_PROBLEM TO WORK ON:_ Revise the entries below by replacing each occurrence of "simplified polygons" with "approximate polygons", leaving every other character as it is.

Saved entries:
━━━━━━

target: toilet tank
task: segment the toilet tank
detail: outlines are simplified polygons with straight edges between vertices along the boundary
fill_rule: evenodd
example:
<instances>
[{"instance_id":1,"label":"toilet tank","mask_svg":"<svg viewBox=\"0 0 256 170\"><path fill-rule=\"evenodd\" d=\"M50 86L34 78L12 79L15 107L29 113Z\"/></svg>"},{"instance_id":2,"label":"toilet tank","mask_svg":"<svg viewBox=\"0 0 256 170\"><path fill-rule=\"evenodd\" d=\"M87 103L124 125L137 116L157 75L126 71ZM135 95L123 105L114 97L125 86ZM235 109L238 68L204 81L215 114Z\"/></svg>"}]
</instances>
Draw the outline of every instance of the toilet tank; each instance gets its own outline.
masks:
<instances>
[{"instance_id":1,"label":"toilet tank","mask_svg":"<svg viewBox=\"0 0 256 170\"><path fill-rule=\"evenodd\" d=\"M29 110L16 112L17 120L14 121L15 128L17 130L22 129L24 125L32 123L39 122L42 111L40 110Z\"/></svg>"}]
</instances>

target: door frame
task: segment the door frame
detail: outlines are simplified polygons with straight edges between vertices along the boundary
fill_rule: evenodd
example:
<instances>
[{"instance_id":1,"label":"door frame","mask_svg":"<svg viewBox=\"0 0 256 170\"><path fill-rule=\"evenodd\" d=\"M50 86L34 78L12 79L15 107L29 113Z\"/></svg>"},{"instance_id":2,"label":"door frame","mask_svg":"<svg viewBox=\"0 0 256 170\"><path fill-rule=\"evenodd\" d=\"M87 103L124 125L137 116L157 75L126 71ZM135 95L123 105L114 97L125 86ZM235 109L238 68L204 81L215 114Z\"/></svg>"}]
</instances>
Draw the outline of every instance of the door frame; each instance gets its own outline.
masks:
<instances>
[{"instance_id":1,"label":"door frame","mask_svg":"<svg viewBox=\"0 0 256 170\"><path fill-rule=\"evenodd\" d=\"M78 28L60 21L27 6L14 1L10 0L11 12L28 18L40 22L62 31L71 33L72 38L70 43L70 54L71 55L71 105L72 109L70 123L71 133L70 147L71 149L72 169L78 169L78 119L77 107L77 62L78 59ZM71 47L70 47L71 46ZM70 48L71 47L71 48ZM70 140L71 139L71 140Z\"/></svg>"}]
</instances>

━━━━━━

_OUTPUT BELOW:_
target: toilet tank
task: segment the toilet tank
detail: outlines are approximate polygons with straight edges between vertices along the boundary
fill_rule: evenodd
example:
<instances>
[{"instance_id":1,"label":"toilet tank","mask_svg":"<svg viewBox=\"0 0 256 170\"><path fill-rule=\"evenodd\" d=\"M50 86L34 78L12 79L15 107L29 113Z\"/></svg>"},{"instance_id":2,"label":"toilet tank","mask_svg":"<svg viewBox=\"0 0 256 170\"><path fill-rule=\"evenodd\" d=\"M87 103L124 125L137 116L157 75L126 71ZM135 95L123 105L114 97L125 86ZM235 109L238 68L204 81L215 114Z\"/></svg>"}]
</instances>
Draw the outline of every instance of the toilet tank; each instance gets its own outline.
masks:
<instances>
[{"instance_id":1,"label":"toilet tank","mask_svg":"<svg viewBox=\"0 0 256 170\"><path fill-rule=\"evenodd\" d=\"M29 110L16 112L17 120L14 121L15 128L17 130L22 129L24 125L32 123L39 122L42 111L40 110Z\"/></svg>"}]
</instances>

target: door frame
task: segment the door frame
detail: outlines are approximate polygons with straight edges between vertices along the boundary
fill_rule: evenodd
example:
<instances>
[{"instance_id":1,"label":"door frame","mask_svg":"<svg viewBox=\"0 0 256 170\"><path fill-rule=\"evenodd\" d=\"M50 86L34 78L12 79L15 107L29 113Z\"/></svg>"},{"instance_id":2,"label":"door frame","mask_svg":"<svg viewBox=\"0 0 256 170\"><path fill-rule=\"evenodd\" d=\"M87 103L124 125L137 116L157 75L126 71ZM135 95L123 105L114 97L125 86ZM235 109L238 68L204 81L215 114Z\"/></svg>"}]
</instances>
Draw the outline of every instance of the door frame; each instance gets its own outline.
masks:
<instances>
[{"instance_id":1,"label":"door frame","mask_svg":"<svg viewBox=\"0 0 256 170\"><path fill-rule=\"evenodd\" d=\"M78 28L60 21L27 6L14 1L10 0L11 12L28 18L40 22L62 31L71 33L72 38L70 43L70 54L71 55L71 105L72 109L70 123L71 133L70 147L71 149L72 169L78 169L78 119L77 107L77 62L78 59ZM71 47L70 47L71 46ZM70 48L71 47L71 48ZM70 140L71 139L71 140Z\"/></svg>"}]
</instances>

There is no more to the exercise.